Via Hand Delivery Michael J. Saporito 501 S. James M. Campbell Blvd. Columbia, TN 38401 Dear Mike,

by Community First Inc
March 5th, 2009
Exhibit 10.6
February 27, 2009
Via Hand Delivery
Michael J. Saporito
501 S. James M. Campbell Blvd.
Columbia, TN 38401
Dear Mike,
Community First, Inc. (the “Company”) anticipates entering into a Securities Purchase Agreement (the “Participation Agreement”), with the United States Department of Treasury (“Treasury”) that provides for the Company’s participation in the Treasury’s Capital Purchase Program (the “CPP”) under the Troubled Assets Relief Program (“TARP”). If the Company does not participate or ceases at any time to participate in the CPP, this letter shall be of no further force and effect.
For the Company to participate in the CPP and as a condition to the closing of the investment contemplated by the Participation Agreement, the Company is required to establish specified standards for incentive compensation to its senior executive officers and to make changes to its compensation arrangements. To comply with these requirements, and in consideration of the benefits that you will receive as a result of the Company’s participation in the CPP, you agree as follows:
  (1)   No Golden Parachute Payments. The Company is prohibiting any golden parachute payment to you during any “CPP Covered Period”. A “CPP Covered Period” is any period during which (A) you are a senior executive officer and (B) any obligation of the Company arising from financial assistance provided under the TARP remains outstanding.
 
  (2)   Recovery of Bonus and Incentive Compensation. Any bonus, retention award or incentive compensation paid to you during the CPP Covered Period is subject to recovery or “clawback” by the Company if the payments were based on statements of earnings, revenues, gains, or other criteria that are later found to be materially inaccurate.

·····

**Required actions**
1. According to the letter, which Treasury program does the Company anticipate participating in?
2. Decide whether each statement agrees with the letter, answering yes or no and quoting the words that decide it: (a) The letter remains in effect if the Company ceases to participate in the CPP. (b) The Company prohibits golden parachute payments to the recipient during any CPP Covered Period. (c) Retention awards paid during the CPP Covered Period are exempt from clawback.
3. List every short name that the letter introduces in parentheses as a label for a party, agreement, or program.

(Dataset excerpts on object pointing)
·····

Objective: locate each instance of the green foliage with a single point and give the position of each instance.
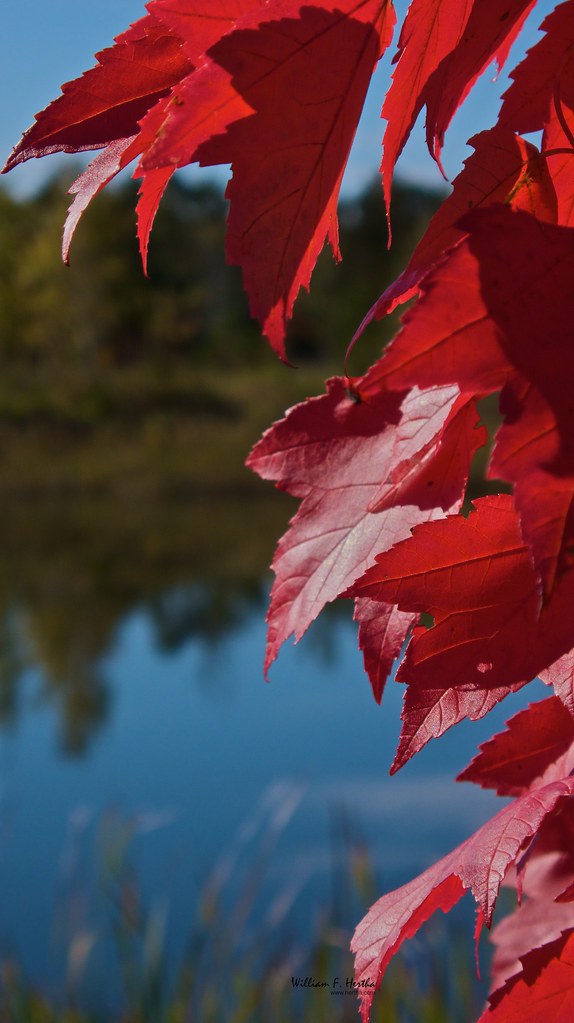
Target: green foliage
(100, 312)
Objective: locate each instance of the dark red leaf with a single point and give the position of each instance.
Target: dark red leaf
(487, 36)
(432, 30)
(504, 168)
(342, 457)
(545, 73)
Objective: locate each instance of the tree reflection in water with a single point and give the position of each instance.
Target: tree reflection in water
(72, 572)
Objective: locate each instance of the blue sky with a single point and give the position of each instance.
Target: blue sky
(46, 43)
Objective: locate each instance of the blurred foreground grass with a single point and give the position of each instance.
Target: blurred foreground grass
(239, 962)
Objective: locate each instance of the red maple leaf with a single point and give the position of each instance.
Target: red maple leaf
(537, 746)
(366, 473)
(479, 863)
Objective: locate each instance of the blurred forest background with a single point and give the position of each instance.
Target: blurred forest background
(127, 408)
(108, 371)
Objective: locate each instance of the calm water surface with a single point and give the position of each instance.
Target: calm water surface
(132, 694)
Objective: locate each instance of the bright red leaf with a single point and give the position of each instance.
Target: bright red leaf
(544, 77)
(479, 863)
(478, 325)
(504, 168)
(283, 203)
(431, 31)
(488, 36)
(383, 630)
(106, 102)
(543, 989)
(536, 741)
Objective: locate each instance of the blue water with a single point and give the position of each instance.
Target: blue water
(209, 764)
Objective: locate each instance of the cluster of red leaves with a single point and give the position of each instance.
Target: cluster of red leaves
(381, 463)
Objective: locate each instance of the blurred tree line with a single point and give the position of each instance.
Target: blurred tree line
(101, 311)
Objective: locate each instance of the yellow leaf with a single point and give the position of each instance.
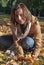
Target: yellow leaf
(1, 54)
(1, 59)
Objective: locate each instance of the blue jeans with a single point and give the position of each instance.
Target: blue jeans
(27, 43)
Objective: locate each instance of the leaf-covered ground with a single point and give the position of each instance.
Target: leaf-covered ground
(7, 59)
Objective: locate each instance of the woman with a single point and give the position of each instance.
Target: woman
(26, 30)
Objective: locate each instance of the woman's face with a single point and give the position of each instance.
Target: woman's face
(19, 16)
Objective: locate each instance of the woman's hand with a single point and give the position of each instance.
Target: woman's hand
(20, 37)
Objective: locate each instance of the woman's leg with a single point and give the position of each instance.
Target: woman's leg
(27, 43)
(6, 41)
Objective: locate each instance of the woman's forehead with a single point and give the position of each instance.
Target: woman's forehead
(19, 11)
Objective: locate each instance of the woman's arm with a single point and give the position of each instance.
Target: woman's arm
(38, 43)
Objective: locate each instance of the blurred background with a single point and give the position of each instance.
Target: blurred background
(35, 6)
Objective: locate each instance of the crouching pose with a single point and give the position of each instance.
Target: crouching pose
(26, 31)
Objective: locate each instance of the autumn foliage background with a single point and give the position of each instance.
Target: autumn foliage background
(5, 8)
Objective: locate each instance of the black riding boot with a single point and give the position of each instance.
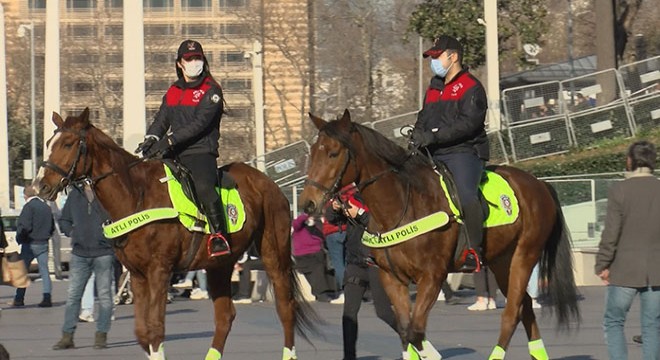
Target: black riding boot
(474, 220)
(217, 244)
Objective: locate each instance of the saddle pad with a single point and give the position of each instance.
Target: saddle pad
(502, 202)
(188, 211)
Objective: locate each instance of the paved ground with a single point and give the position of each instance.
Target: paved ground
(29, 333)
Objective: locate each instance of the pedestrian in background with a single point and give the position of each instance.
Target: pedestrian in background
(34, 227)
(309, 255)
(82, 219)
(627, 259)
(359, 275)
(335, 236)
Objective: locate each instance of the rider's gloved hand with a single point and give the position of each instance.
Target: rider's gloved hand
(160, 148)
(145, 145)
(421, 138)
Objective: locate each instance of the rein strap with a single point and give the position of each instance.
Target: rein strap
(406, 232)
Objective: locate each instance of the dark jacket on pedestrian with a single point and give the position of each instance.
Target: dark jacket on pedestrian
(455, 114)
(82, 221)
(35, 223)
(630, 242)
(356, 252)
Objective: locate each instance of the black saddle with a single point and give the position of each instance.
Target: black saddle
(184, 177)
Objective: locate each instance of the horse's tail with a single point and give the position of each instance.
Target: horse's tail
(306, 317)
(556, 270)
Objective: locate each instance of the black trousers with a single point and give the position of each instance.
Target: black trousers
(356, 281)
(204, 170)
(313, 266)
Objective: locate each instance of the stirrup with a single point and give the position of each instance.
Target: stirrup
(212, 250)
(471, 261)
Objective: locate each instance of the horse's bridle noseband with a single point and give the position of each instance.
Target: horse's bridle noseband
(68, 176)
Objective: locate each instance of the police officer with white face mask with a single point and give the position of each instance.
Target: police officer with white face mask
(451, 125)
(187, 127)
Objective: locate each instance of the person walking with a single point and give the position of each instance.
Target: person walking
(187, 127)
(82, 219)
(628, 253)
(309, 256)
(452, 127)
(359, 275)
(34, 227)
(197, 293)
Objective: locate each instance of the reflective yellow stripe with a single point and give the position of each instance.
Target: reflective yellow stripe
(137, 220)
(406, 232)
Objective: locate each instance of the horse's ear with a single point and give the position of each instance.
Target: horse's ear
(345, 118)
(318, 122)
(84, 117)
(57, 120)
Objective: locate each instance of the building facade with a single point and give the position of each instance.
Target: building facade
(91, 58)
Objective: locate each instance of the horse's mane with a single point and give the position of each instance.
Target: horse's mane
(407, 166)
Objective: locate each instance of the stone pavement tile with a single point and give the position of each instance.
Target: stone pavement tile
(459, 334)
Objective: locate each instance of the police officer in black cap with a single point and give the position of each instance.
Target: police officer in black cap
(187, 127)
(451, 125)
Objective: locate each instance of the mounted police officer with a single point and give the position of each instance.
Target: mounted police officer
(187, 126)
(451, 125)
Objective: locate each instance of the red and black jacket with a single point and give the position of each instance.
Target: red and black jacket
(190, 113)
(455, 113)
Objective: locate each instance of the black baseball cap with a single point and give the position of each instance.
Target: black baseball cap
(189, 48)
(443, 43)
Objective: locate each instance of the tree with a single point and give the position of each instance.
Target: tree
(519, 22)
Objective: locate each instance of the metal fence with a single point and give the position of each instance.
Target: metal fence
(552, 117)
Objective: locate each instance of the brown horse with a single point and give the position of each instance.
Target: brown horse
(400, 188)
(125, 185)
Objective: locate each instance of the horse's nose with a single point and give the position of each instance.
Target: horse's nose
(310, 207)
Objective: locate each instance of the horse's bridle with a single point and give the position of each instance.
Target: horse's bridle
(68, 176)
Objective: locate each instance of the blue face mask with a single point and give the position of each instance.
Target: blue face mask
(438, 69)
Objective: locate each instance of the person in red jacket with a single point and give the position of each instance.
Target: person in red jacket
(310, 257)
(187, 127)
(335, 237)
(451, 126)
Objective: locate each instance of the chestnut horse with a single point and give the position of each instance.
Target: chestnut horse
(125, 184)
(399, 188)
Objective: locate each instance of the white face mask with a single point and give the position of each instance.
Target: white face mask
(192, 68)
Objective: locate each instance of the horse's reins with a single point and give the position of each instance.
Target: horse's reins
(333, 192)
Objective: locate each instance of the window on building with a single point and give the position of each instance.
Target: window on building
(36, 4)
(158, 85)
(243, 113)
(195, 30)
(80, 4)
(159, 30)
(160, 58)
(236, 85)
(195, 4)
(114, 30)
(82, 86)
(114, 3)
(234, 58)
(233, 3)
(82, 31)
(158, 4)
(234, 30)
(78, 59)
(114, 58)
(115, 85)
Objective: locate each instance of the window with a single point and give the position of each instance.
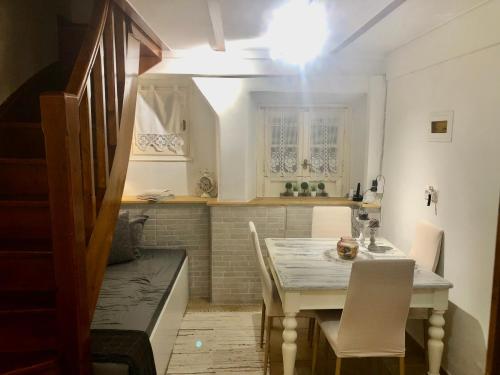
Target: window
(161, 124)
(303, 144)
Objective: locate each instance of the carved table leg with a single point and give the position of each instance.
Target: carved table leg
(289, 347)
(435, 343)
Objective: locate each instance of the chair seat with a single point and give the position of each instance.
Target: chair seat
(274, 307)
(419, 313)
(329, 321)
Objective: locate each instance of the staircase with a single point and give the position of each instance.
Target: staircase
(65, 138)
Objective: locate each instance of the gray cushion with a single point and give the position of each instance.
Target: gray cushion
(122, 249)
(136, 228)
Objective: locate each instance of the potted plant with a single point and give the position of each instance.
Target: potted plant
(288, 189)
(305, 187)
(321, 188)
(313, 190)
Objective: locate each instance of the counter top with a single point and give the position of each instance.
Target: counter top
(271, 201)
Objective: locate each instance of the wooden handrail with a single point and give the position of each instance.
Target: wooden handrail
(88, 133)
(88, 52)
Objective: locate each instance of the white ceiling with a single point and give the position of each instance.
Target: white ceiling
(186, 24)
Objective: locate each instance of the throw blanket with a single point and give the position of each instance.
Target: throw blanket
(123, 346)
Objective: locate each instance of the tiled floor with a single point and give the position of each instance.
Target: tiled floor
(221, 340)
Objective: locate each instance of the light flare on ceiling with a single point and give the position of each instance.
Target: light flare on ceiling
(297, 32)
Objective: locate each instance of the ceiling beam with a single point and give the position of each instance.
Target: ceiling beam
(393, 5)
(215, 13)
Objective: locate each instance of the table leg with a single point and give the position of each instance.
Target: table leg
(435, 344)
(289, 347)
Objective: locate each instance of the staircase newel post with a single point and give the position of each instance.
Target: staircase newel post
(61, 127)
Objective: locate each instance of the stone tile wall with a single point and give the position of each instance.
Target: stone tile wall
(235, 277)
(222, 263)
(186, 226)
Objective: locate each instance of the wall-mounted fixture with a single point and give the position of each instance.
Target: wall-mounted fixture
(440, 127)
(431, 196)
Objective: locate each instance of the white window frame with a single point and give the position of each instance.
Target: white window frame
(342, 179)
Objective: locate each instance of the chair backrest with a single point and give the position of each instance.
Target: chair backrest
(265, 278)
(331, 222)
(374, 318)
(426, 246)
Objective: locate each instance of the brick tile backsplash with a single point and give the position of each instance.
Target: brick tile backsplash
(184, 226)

·····

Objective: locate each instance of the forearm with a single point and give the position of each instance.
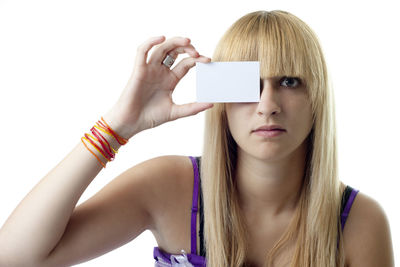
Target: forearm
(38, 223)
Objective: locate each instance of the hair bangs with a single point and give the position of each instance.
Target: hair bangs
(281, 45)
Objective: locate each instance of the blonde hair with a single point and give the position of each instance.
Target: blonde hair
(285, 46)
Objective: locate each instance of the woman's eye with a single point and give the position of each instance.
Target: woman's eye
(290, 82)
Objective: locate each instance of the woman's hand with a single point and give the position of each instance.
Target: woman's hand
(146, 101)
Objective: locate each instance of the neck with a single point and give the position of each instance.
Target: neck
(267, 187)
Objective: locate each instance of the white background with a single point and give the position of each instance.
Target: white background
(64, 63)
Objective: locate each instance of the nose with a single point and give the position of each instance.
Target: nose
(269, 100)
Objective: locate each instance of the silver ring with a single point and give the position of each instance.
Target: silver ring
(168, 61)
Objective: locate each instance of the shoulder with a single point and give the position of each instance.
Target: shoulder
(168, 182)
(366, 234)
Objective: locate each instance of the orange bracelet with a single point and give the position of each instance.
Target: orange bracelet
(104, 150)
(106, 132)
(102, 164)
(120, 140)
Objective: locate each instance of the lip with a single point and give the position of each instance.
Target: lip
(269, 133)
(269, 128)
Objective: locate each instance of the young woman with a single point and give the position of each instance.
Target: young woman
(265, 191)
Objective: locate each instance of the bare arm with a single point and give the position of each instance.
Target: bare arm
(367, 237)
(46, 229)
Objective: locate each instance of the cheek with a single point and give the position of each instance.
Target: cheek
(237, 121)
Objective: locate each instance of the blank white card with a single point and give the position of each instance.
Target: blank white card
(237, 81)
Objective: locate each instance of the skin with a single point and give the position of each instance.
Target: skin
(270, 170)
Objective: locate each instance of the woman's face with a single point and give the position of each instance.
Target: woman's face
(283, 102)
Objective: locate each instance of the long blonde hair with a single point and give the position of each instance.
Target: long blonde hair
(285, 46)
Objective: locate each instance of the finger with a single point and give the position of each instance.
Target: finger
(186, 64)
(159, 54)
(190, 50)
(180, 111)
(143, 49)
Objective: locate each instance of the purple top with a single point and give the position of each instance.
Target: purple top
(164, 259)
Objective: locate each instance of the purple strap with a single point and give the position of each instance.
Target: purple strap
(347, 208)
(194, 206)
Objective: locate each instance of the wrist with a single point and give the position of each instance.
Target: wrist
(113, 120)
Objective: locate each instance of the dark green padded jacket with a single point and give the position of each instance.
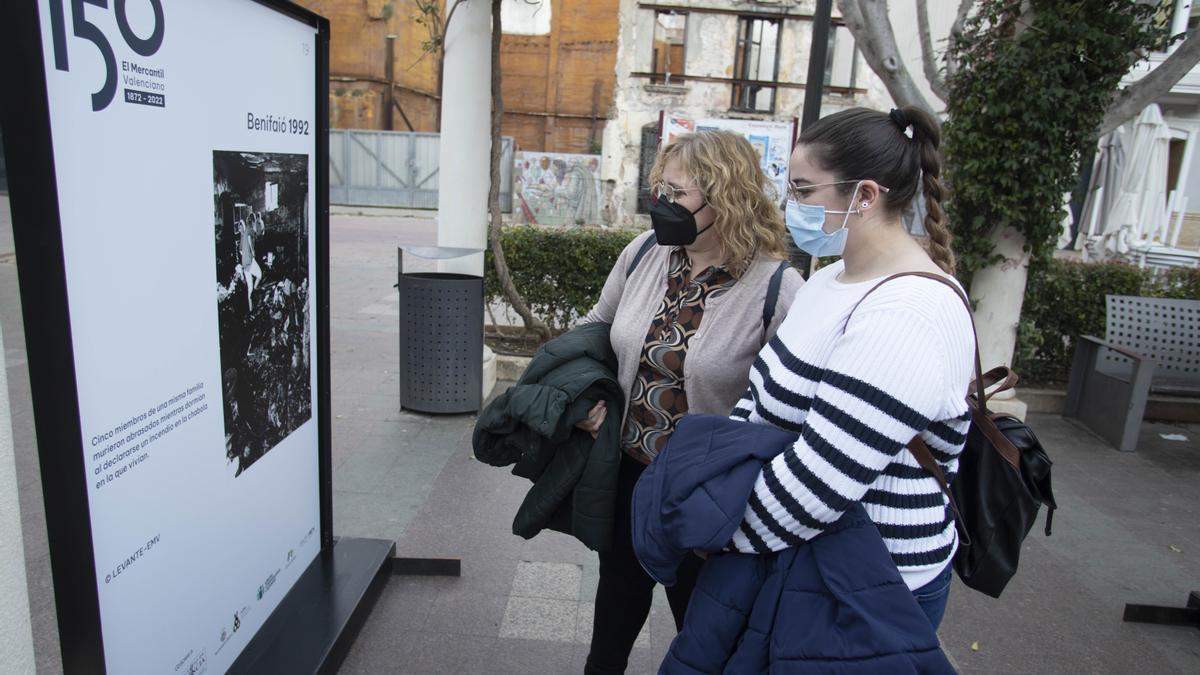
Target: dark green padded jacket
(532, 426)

·····

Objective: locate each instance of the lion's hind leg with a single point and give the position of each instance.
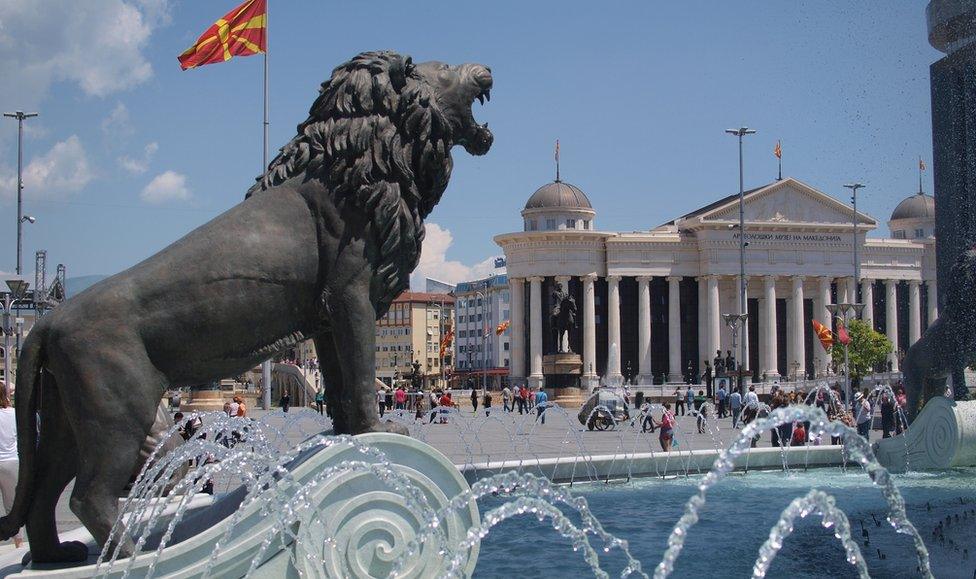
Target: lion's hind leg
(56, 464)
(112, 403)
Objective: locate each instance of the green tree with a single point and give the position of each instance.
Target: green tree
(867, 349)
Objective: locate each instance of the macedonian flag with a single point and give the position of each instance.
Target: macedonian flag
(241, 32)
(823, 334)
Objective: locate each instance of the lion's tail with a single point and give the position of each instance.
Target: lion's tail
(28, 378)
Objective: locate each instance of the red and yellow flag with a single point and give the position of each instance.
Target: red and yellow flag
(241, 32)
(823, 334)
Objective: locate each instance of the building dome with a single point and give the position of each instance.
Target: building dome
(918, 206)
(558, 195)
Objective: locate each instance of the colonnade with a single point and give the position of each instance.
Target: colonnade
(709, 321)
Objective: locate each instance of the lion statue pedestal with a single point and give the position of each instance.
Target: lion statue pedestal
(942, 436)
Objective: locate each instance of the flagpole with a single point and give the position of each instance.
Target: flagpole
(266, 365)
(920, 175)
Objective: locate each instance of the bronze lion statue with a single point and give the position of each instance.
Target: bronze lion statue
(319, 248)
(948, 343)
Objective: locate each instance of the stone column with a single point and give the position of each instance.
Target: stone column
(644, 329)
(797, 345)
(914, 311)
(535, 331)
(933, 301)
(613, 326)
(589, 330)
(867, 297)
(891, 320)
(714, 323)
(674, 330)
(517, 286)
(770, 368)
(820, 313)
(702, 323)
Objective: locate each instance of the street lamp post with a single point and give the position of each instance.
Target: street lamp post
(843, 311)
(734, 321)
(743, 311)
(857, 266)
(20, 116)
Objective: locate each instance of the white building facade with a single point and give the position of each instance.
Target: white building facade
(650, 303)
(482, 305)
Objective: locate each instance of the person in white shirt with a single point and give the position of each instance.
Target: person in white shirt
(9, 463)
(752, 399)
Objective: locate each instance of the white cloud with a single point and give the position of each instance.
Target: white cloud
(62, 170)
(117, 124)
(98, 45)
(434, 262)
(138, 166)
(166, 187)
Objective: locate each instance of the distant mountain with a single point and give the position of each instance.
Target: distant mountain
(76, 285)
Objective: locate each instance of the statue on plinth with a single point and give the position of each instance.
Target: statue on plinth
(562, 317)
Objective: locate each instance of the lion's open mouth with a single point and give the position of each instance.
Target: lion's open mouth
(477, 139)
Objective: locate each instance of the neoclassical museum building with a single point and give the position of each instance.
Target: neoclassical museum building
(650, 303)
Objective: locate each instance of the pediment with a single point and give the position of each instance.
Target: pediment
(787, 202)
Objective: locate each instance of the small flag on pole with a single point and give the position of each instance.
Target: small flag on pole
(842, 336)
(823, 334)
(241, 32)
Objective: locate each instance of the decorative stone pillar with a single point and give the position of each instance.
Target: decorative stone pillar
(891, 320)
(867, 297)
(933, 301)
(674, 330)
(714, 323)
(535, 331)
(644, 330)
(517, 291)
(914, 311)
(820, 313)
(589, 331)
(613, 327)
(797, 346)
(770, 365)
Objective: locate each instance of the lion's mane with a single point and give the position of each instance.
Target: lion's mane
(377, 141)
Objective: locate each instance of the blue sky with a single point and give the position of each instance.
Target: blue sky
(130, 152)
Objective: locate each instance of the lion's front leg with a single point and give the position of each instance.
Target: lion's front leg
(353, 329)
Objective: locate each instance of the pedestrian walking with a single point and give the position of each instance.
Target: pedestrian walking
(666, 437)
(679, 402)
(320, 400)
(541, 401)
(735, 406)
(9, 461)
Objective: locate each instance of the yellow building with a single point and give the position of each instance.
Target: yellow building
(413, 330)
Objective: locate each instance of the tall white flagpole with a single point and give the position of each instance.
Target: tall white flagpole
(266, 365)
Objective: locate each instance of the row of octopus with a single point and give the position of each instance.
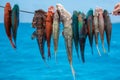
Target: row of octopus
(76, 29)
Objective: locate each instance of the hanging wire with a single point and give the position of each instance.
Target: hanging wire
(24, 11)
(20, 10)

·····

**Final answers**
1. The Treasury's Capital Purchase Program (CPP) under the Troubled Assets Relief Program (TARP).

2.
(a) No: "If the Company does not participate or ceases at any time to participate in the CPP, this letter shall be of no further force and effect."
(b) Yes: "The Company is prohibiting any golden parachute payment to you during any “CPP Covered Period”."
(c) No: "Any bonus, retention award or incentive compensation paid to you during the CPP Covered Period is subject to recovery or “clawback” by the Company"

3. the “Company”, the “Participation Agreement”, “Treasury”, the “CPP”, “TARP”